» **PASSAGE PROVIDED**
____

[FFmpeg-devel] [PATCH] lavfi: Add VAAPI deinterlacer

Thu Jan 12 12:03:07 EET 2017

On 12/01/17 08:01, wm4 wrote:
> On Sun, 8 Jan 2017 19:12:47 +0000
> Mark Thompson <sw at jkqxz.net> wrote:
> 
>> (cherry picked from commit ade370a4d7eab1866b6023c91c135d27c77ca465)
>> ---
>> One minor fixup for allocation due to differences in the lavfis, otherwise unchanged.
>>
>>  configure                          |   1 +
>>  libavfilter/Makefile               |   1 +
>>  libavfilter/allfilters.c           |   1 +
>>  libavfilter/version.h              |   2 +-
>>  libavfilter/vf_deinterlace_vaapi.c | 630 +++++++++++++++++++++++++++++++++++++
>>  5 files changed, 634 insertions(+), 1 deletion(-)
>>  create mode 100644 libavfilter/vf_deinterlace_vaapi.c
>> ...
>> +
>> +static int deint_vaapi_config_output(AVFilterLink *outlink)

____

» **GIVEN TASK A**
Reproduce the object position labeling records word for word, omitting the pictures.

Object position labeling records

____

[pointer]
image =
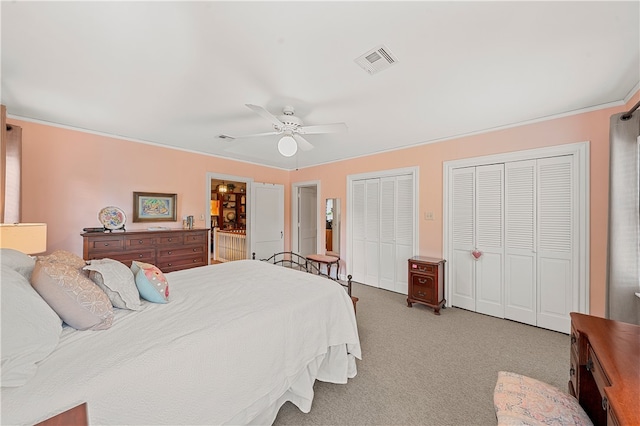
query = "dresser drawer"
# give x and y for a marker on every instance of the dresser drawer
(146, 256)
(171, 264)
(107, 243)
(598, 374)
(169, 239)
(166, 253)
(139, 242)
(195, 238)
(421, 267)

____

» **GIVEN TASK B**
According to the patch message, which new file does the VAAPI deinterlacer patch create?

» **FINISHED ANSWER A**
[pointer]
image =
query = "dresser drawer"
# give x and y for a marker on every instance of the dresser drawer
(146, 256)
(171, 264)
(107, 243)
(598, 374)
(169, 239)
(166, 253)
(139, 242)
(195, 238)
(421, 267)

» **FINISHED ANSWER B**
libavfilter/vf_deinterlace_vaapi.c